Collected data
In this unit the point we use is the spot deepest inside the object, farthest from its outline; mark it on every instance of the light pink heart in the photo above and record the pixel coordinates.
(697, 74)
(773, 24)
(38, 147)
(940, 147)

### Written problem
Arrange every one of the lines above as a Markdown table with the columns "Row" and "Line," numbering the rows in order and leaving out any blank lines.

### Solved exercise
| Row | Line |
|---|---|
| 1 | In this unit the point we use is the spot deepest inside the object, farthest from its outline; mark it on every instance of the light pink heart in the photo above and record the pixel coordinates. |
| 2 | (697, 74) |
| 3 | (773, 24) |
| 4 | (38, 147) |
| 5 | (940, 147) |